EXERCISE BRIEF: Here the job is to transcribe only the lines from the one containing "box: [11, 13, 51, 28]" through the last line below, exactly as written; please leave out pictures.

Dataset entries:
==============================

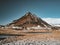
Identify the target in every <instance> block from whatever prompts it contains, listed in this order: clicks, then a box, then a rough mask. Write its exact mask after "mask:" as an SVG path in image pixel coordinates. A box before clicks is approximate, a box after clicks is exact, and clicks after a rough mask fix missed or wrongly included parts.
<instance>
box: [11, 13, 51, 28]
mask: <svg viewBox="0 0 60 45" xmlns="http://www.w3.org/2000/svg"><path fill="white" fill-rule="evenodd" d="M12 24H14V26H19V27H25V28H26V27H36V26H40V27H51V25H49V24H48V23H47V22H45V21H43V20H42V19H41V18H39V17H37V16H36V15H34V14H32V13H31V12H28V13H26V14H25V15H24V16H22V17H21V18H19V19H17V20H14V21H13V23H11V25H12Z"/></svg>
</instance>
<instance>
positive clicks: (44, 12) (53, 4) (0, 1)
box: [0, 0, 60, 24]
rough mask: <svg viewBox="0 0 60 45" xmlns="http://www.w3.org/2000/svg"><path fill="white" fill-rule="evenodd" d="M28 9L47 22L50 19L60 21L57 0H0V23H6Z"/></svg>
mask: <svg viewBox="0 0 60 45" xmlns="http://www.w3.org/2000/svg"><path fill="white" fill-rule="evenodd" d="M28 11H29V12H31V13H33V14H36V15H37V16H38V17H40V18H44V20H45V21H47V20H48V21H47V22H48V23H51V20H52V22H54V23H60V1H59V0H0V24H8V23H10V22H12V21H13V20H15V19H18V18H20V17H21V16H23V15H24V14H25V13H26V12H28ZM45 18H46V19H45ZM49 20H50V21H49ZM53 20H55V21H53ZM57 20H58V21H57Z"/></svg>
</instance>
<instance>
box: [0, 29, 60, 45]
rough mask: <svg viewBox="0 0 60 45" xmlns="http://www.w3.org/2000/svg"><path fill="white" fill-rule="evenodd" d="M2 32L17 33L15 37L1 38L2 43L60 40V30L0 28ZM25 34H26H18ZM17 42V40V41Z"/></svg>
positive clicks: (3, 32)
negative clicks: (22, 34) (16, 29)
mask: <svg viewBox="0 0 60 45" xmlns="http://www.w3.org/2000/svg"><path fill="white" fill-rule="evenodd" d="M0 34H11V35H12V34H17V35H15V36H13V37H9V38H6V39H4V40H1V42H0V43H4V44H5V43H11V42H14V41H21V40H22V41H23V42H24V41H25V42H26V41H33V40H34V41H47V42H48V41H55V42H56V41H58V42H59V41H60V30H50V31H49V30H46V31H45V30H43V31H42V30H30V31H27V30H25V31H23V30H18V31H17V30H12V29H9V30H7V29H6V30H2V29H0ZM21 34H23V35H24V36H18V35H21ZM15 43H16V42H15Z"/></svg>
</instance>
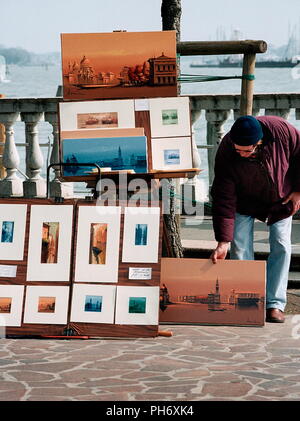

==============================

ANSWER SPACE:
box: [11, 13, 51, 28]
mask: <svg viewBox="0 0 60 45" xmlns="http://www.w3.org/2000/svg"><path fill="white" fill-rule="evenodd" d="M12 24H14V26H19V27H25V28H26V27H36V26H40V27H51V25H49V24H48V23H47V22H45V21H43V20H42V19H41V18H39V17H37V16H36V15H34V14H32V13H31V12H28V13H26V14H25V15H24V16H22V17H21V18H19V19H17V20H14V21H13V23H11V25H12Z"/></svg>
</instance>
<instance>
positive clicks: (44, 12) (53, 4) (0, 1)
box: [0, 0, 60, 24]
rough mask: <svg viewBox="0 0 60 45" xmlns="http://www.w3.org/2000/svg"><path fill="white" fill-rule="evenodd" d="M28 9L47 22L50 19L60 21L57 0H0V23H6Z"/></svg>
mask: <svg viewBox="0 0 60 45" xmlns="http://www.w3.org/2000/svg"><path fill="white" fill-rule="evenodd" d="M28 11H29V12H31V13H33V14H36V15H37V16H38V17H40V18H44V20H45V21H47V20H48V21H47V22H48V23H51V20H52V22H54V23H60V1H59V0H0V24H8V23H10V22H12V21H13V20H15V19H18V18H20V17H21V16H23V15H24V14H25V13H26V12H28ZM45 18H46V19H45ZM49 20H50V21H49ZM53 20H55V21H53ZM57 20H58V21H57Z"/></svg>
</instance>
<instance>
box: [0, 29, 60, 45]
rough mask: <svg viewBox="0 0 60 45" xmlns="http://www.w3.org/2000/svg"><path fill="white" fill-rule="evenodd" d="M2 32L17 33L15 37L1 38L2 43L60 40V30L0 28ZM25 34H26H18ZM17 42V40V41Z"/></svg>
positive clicks: (3, 32)
negative clicks: (22, 34) (16, 29)
mask: <svg viewBox="0 0 60 45" xmlns="http://www.w3.org/2000/svg"><path fill="white" fill-rule="evenodd" d="M0 34H11V35H12V34H17V35H15V36H13V37H9V38H6V39H4V40H1V42H0V43H4V44H5V43H11V42H14V41H21V40H22V41H23V42H24V41H25V42H26V41H33V40H34V41H47V42H48V41H55V42H56V41H58V42H59V41H60V30H50V31H49V30H46V31H45V30H43V31H42V30H30V31H27V30H25V31H23V30H18V31H17V30H12V29H9V30H7V29H6V30H2V29H0ZM21 34H23V35H24V36H18V35H21ZM15 43H16V42H15Z"/></svg>
</instance>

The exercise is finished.